> [Try it] From the passage on Jamaica's other Goldeneyes, list every business named as selling Golden Eye treatments, with the street where each is located.

> [Supplied passage]
* * *

I'm proud to have contributed to the issue myself: a small article examining the legacy of Goldeneye, Ian Fleming's winter home in Jamaica, where he wrote all the Bond books. While I was researching the article, I made some interesting discoveries about some of Jamaica's other, lesser known Goldeneyes. The article wasn't quite the place to say much about them, so by way of an addendum, here they are.
If one were to ask Jamaicans in the late 1940s, when Ian Fleming built his house, what 'Goldeneye' meant to them, many would have replied that it was something to treat minor ailments of the eyes. The Daily Gleaner was full of adverts for 'Golden Eye' treatments. Sinclair's Drug Department on King Street in Kingston sold the lotion for two shillings per bottle. The lotion was a little more expensive at Williams Drug Store on West Queen Street, selling for 2/6, but it was cheaper that Optrex (3/6), and was alternatively available in ointment form, which was cheaper at one shilling per tube. Meanwhile, Dunker & Company on Harbour Street were offering 'huge savings', selling a dozen tubes of the ointment for eight shillings.
|An advert in the Gleaner for medicines, including Golden Eye|
There was yet another Goldeneye known in Jamaica. In 1950, cinema-goers flocked to the Gaiety cinema, among other venues, and 'country theatres' around Jamaica to see Roland Winters star as Charlie Chan investigating the mystery of why an unprofitable gold mine is suddenly making lots of money. The film, released in 1948, was called The Golden Eye.

* * *

> [Material supplied]
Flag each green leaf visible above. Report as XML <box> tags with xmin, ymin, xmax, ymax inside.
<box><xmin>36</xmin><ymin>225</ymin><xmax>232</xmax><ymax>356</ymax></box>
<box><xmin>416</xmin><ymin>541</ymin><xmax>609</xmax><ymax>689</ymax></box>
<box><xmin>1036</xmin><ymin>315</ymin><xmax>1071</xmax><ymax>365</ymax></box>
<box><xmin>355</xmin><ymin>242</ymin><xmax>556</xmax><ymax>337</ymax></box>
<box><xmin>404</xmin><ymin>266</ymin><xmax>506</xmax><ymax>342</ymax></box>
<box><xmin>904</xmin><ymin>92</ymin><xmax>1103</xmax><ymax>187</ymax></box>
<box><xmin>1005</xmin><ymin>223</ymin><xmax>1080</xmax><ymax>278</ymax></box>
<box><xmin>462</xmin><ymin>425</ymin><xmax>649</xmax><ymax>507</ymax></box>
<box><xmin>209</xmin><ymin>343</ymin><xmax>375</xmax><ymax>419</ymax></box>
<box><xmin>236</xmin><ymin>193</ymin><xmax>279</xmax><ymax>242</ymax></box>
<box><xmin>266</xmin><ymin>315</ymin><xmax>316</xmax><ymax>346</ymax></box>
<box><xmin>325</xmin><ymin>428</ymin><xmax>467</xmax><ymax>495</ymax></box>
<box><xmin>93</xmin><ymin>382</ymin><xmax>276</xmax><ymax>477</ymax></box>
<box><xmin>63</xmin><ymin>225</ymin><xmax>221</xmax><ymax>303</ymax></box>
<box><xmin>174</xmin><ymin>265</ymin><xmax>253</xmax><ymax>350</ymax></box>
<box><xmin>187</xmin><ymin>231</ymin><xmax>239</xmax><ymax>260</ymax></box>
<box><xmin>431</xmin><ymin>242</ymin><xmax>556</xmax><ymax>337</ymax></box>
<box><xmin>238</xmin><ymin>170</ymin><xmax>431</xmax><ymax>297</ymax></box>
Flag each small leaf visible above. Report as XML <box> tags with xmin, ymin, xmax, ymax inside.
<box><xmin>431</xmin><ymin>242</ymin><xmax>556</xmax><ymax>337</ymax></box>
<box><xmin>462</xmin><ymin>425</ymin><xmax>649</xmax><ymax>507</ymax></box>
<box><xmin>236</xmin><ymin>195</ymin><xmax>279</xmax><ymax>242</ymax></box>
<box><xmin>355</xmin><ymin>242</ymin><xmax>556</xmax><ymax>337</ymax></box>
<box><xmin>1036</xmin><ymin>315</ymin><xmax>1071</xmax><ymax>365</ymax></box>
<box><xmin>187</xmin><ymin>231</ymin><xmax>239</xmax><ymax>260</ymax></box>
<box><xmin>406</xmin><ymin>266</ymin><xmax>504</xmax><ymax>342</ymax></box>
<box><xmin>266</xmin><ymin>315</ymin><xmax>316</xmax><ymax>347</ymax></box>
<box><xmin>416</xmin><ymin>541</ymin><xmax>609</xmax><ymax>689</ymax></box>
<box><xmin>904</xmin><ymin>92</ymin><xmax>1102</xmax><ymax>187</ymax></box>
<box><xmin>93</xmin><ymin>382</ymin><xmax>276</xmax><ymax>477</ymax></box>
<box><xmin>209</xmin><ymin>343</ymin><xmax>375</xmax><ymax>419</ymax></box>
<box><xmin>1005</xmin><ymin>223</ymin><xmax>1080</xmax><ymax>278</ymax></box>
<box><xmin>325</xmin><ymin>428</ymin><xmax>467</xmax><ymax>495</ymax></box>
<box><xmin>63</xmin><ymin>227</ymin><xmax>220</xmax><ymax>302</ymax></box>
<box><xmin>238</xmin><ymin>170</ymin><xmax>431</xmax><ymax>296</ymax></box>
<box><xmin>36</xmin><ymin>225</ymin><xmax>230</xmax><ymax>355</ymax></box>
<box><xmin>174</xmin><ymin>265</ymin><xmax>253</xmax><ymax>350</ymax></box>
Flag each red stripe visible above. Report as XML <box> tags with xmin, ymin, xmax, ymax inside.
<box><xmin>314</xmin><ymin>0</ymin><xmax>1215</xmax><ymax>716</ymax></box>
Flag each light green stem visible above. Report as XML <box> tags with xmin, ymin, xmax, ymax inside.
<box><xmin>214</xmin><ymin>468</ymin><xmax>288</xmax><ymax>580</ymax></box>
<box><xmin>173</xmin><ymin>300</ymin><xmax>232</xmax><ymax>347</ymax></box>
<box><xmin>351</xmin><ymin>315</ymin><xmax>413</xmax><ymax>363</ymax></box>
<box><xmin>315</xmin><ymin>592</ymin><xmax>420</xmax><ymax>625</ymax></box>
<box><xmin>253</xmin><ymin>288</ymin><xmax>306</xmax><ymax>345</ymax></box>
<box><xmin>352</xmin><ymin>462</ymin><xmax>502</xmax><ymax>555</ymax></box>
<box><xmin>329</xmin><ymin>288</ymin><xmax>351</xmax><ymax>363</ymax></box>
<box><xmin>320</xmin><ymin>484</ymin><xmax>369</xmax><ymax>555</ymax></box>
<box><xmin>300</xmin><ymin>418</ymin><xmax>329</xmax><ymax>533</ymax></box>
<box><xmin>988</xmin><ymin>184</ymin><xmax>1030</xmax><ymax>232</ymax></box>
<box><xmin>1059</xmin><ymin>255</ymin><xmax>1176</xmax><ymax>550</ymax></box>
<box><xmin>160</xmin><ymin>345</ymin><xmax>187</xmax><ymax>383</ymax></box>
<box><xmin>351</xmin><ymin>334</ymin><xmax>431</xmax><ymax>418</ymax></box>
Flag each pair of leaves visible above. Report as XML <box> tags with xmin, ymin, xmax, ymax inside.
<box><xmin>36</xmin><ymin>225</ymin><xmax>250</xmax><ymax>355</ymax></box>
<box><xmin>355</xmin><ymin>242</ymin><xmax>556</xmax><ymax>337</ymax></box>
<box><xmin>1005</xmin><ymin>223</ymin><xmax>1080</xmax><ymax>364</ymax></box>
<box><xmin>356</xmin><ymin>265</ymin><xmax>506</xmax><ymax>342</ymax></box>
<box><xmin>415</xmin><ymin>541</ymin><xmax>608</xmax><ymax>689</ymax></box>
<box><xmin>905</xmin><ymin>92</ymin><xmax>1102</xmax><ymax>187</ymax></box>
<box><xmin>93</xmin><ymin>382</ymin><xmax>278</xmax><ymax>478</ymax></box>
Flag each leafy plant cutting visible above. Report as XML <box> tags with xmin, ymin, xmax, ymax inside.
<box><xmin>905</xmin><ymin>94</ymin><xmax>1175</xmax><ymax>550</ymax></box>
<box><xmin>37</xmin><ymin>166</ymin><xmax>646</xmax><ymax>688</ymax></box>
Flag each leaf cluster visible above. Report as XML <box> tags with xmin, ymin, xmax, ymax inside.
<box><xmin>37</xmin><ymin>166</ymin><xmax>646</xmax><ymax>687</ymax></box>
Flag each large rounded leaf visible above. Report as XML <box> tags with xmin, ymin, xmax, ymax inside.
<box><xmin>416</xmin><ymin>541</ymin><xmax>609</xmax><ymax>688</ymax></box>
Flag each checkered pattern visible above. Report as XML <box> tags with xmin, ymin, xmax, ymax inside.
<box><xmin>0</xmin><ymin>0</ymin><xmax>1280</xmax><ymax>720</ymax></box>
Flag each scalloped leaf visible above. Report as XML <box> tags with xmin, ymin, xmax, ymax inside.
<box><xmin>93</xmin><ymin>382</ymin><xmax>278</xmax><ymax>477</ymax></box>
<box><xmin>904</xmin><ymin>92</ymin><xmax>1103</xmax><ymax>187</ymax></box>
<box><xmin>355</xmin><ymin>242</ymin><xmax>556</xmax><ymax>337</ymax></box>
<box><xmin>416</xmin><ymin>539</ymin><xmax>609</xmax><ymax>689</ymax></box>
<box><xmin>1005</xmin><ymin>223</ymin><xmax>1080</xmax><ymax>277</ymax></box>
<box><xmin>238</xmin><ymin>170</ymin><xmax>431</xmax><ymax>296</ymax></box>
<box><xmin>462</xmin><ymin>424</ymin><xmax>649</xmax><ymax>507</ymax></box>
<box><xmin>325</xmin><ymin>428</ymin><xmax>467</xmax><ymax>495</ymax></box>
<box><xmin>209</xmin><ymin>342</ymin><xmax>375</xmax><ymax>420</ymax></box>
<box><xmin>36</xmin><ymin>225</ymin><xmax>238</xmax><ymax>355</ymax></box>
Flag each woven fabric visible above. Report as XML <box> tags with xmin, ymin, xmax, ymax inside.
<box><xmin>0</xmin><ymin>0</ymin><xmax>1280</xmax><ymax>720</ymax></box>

* * *

> [Reply]
- Sinclair's Drug Department, King Street, Kingston
- Williams Drug Store, West Queen Street
- Dunker & Company, Harbour Street